Data excerpts:
━━━━━━━━━━━━━━━━━━━━━━━━━━━━━━

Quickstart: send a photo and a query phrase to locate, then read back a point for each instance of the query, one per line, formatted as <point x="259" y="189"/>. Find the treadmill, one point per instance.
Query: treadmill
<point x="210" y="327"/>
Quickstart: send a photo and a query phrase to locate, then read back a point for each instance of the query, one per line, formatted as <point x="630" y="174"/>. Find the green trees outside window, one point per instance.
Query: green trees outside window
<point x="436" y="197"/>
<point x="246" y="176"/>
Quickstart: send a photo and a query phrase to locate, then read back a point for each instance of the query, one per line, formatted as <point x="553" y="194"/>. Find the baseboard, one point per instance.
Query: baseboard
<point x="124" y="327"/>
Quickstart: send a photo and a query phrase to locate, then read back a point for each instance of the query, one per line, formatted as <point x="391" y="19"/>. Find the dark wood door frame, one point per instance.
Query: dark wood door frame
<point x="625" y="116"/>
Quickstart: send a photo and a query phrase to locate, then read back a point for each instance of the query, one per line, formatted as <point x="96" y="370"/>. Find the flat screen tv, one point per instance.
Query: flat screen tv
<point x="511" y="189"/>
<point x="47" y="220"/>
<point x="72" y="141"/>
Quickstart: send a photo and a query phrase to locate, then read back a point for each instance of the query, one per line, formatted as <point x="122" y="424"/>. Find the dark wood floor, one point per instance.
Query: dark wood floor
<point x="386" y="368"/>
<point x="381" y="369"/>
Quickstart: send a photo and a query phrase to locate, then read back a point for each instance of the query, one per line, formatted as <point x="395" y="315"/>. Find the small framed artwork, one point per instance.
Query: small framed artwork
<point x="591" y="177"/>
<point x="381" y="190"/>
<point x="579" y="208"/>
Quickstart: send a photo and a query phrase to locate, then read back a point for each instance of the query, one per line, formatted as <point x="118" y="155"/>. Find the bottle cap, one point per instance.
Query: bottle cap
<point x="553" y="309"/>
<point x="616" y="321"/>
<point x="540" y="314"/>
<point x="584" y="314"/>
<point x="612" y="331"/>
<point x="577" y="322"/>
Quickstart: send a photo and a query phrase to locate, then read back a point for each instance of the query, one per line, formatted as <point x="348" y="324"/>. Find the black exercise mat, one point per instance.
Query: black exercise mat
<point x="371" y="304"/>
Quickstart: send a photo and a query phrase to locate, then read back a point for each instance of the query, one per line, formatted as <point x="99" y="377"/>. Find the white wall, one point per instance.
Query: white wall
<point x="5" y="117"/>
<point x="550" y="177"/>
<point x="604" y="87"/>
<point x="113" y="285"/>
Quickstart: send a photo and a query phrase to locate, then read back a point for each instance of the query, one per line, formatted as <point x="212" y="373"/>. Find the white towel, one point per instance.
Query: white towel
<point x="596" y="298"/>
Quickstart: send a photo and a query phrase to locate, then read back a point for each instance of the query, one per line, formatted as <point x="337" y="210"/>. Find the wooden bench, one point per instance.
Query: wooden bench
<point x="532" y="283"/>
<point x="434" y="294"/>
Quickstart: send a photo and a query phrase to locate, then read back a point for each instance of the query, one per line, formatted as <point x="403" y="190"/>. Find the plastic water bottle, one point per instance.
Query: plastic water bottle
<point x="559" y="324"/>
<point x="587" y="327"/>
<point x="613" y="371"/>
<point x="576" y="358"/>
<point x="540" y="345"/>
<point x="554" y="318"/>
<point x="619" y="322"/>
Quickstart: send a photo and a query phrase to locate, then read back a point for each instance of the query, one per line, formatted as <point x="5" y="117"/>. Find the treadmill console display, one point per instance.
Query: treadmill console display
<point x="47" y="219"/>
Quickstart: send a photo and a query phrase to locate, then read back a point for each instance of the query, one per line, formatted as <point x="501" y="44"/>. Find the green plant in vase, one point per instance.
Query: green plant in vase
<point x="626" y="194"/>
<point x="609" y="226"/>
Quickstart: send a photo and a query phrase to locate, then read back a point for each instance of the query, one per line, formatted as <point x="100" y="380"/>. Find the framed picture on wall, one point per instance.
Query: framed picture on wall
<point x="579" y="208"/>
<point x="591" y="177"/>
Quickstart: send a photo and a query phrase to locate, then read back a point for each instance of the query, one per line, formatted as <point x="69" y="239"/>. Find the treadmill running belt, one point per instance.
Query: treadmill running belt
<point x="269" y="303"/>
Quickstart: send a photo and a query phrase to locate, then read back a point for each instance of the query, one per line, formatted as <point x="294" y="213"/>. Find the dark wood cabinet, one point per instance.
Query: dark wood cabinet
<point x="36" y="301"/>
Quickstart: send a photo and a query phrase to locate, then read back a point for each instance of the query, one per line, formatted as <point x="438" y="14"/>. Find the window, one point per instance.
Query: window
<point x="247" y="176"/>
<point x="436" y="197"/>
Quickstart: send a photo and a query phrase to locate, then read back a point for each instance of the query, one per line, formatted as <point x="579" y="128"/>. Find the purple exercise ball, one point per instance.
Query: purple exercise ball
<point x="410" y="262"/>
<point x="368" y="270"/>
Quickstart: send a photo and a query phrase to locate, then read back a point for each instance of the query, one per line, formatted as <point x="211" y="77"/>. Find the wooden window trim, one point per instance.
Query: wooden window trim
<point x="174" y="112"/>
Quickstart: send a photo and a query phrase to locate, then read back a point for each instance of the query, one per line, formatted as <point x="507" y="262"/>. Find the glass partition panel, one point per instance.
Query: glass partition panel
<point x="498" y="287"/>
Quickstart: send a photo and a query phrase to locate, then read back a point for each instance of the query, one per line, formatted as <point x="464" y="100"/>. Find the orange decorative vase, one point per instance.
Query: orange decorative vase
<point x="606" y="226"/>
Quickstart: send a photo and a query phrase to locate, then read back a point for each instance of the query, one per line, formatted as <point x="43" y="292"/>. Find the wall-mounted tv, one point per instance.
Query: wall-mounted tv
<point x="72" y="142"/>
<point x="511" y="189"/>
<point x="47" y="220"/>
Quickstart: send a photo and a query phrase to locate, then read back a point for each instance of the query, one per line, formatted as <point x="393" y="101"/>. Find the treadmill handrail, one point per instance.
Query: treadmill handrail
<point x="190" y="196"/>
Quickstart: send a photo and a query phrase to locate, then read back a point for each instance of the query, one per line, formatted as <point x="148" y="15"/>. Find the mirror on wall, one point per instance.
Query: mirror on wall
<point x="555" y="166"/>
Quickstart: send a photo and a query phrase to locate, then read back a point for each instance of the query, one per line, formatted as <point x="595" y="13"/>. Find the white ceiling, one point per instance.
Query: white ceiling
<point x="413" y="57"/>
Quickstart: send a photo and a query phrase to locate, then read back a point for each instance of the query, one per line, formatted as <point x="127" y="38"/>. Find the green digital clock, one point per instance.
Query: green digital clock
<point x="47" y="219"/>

━━━━━━━━━━━━━━━━━━━━━━━━━━━━━━

**EXERCISE GOAL**
Set down the records again, exactly.

**SOLUTION FOR THIS PROBLEM**
Quickstart: send a photo and a query phrase to locate, then read back a point for each instance of the query, one per line, formatted as <point x="259" y="189"/>. Find the treadmill, one point per instance.
Query: treadmill
<point x="210" y="327"/>
Quickstart: send a photo and a query phrase to locate, then read back a point for each instance of the query, one per line, formatted as <point x="630" y="174"/>. Find the green trees outside window, one point per instance.
Query: green trees outside window
<point x="436" y="197"/>
<point x="246" y="176"/>
Quickstart: send a photo and a query phrase to locate, then read back a point for each instance of the query, one per line, formatted as <point x="553" y="194"/>. Find the baseboard, one point per instance.
Query: baseboard
<point x="124" y="327"/>
Quickstart: send a photo and a query phrase to locate, then read back a point for each instance of the query, one per line, formatted as <point x="391" y="19"/>. Find the dark wood door frame, one point per instance.
Query: dark wood door frame
<point x="625" y="116"/>
Quickstart: send a photo and a query phrase to locate, then read back a point for each instance of the query, one per line, formatted as <point x="96" y="370"/>. Find the flat screen tv, one point per instance.
Query: flat screen tv
<point x="511" y="189"/>
<point x="47" y="220"/>
<point x="72" y="141"/>
Quickstart: send a photo and a query phrase to locate, then read back a point for each instance of the query, one per line, formatted as <point x="122" y="424"/>. Find the dark wood floor, one point per instance.
Query: dark wood floor
<point x="386" y="368"/>
<point x="381" y="369"/>
Quickstart: send a photo and a query phrase to locate, then read back a point for each instance of the query, one per line, formatted as <point x="395" y="315"/>. Find the small framed artwork, one point per instance.
Query: small framed artwork
<point x="591" y="177"/>
<point x="381" y="190"/>
<point x="579" y="208"/>
Quickstart: send a photo and a query phrase to locate, then read back a point for each instance of the query, one per line, formatted as <point x="118" y="155"/>. Find the bottle cap, one point per instance.
Query: bottle cap
<point x="553" y="309"/>
<point x="616" y="321"/>
<point x="540" y="314"/>
<point x="584" y="314"/>
<point x="612" y="331"/>
<point x="577" y="322"/>
Quickstart: send a photo and a query phrase to locate, then read back a point for each instance of the query, one per line, formatted as <point x="348" y="324"/>. Find the black exercise mat, one point per instance.
Query: black exercise mat
<point x="371" y="304"/>
Quickstart: send a photo and a query phrase to locate, then read back a point for each instance of the query, one per line, formatted as <point x="99" y="377"/>. Find the white wall, one point per instance.
Query: white wall
<point x="5" y="117"/>
<point x="550" y="177"/>
<point x="604" y="87"/>
<point x="113" y="285"/>
Quickstart: send a photo and a query phrase to locate, then read back a point for each instance of the query, one per line, formatted as <point x="212" y="373"/>. Find the white towel, one point per instance.
Query: white towel
<point x="596" y="298"/>
Quickstart: send a photo and a query phrase to locate, then read back a point for each instance of the query, one per line, formatted as <point x="337" y="210"/>. Find the wooden bench, one point per instance.
Query: wooden bench
<point x="532" y="283"/>
<point x="434" y="294"/>
Quickstart: send a photo and a query phrase to locate, then read back a point for each instance of the query, one per line, formatted as <point x="403" y="190"/>. Find the plastic water bottle, one point per instance.
Query: plastic water bottle
<point x="559" y="324"/>
<point x="587" y="327"/>
<point x="613" y="371"/>
<point x="576" y="358"/>
<point x="540" y="345"/>
<point x="554" y="318"/>
<point x="619" y="322"/>
Quickstart: send a photo and a query phrase to locate, then read back a point for each instance of the query, one per line, formatted as <point x="5" y="117"/>. Find the treadmill console display, one point per instance.
Query: treadmill console display
<point x="47" y="219"/>
Quickstart: send a photo and a query phrase to locate, then read back a point for each instance of the query, one per line, formatted as <point x="501" y="44"/>. Find the green plant in vase, one point per instance.
Query: green plant in vase
<point x="626" y="194"/>
<point x="609" y="226"/>
Quickstart: send a photo and a query phrase to locate, then read back a point for each instance of the query, one per line, formatted as <point x="100" y="380"/>. Find the framed picture on wall, one point per instance.
Query: framed picture on wall
<point x="579" y="208"/>
<point x="591" y="177"/>
Quickstart: send a photo and a query phrase to locate, then read back a point for each instance of the query, one per line, formatted as <point x="69" y="239"/>. Find the treadmill running belt, one point per instance.
Query: treadmill running belt
<point x="269" y="303"/>
Quickstart: send a photo and a query phrase to locate, then read back a point for each instance of the query, one per line, formatted as <point x="294" y="213"/>. Find the dark wood cabinet, one point per instance.
Query: dark wood cabinet
<point x="36" y="301"/>
Quickstart: send a photo and a query phrase to locate, then read back a point for each instance of the query, one per line, formatted as <point x="438" y="14"/>. Find the window, one point per instance.
Query: window
<point x="247" y="176"/>
<point x="436" y="197"/>
Quickstart: send a photo and a query phrase to locate, then read back a point for each instance of the query, one per line, formatted as <point x="579" y="128"/>. Find the purple exercise ball, one point per instance.
Query: purple exercise ball
<point x="410" y="262"/>
<point x="368" y="270"/>
Quickstart: send a photo and a query phrase to locate, then read back a point for each instance of the query, one per line, formatted as <point x="211" y="77"/>. Find the wooden window trim, one point per instance.
Query: wooden window trim
<point x="174" y="112"/>
Quickstart: send a photo and a query phrase to locate, then read back a point for each instance of the query, one per line, formatted as <point x="507" y="262"/>. Find the glass partition panel, one point per instance.
Query: glass partition panel
<point x="498" y="287"/>
Quickstart: send a photo and a query phrase to locate, then read back a point for each instance of the query, one per line, formatted as <point x="464" y="100"/>. Find the orange decorative vase, one point per instance.
Query: orange decorative vase
<point x="606" y="226"/>
Quickstart: send a photo and a query phrase to locate, then read back a point for each instance of the query, one per line, formatted as <point x="43" y="292"/>. Find the wall-mounted tv, one point per instance.
Query: wall-mounted tv
<point x="72" y="142"/>
<point x="511" y="189"/>
<point x="47" y="220"/>
Quickstart: send a photo and a query phrase to locate, then read back a point for each instance of the query, one per line, formatted as <point x="393" y="101"/>. Find the treadmill handrail, one point per instance.
Query: treadmill handrail
<point x="190" y="196"/>
Quickstart: send a photo and a query phrase to locate, then read back a point for each instance of the query, one per line, formatted as <point x="148" y="15"/>. Find the mirror on wall, one point per instance.
Query: mirror on wall
<point x="555" y="166"/>
Quickstart: send a photo and a query phrase to locate, then read back a point for each instance of the query, one per line, formatted as <point x="595" y="13"/>. Find the white ceiling, one point per instance.
Query: white ceiling
<point x="413" y="57"/>
Quickstart: send a photo and a query phrase to locate, then read back a point for each instance of the query, one per line, formatted as <point x="127" y="38"/>. Find the green digital clock, one point per instance.
Query: green digital clock
<point x="47" y="219"/>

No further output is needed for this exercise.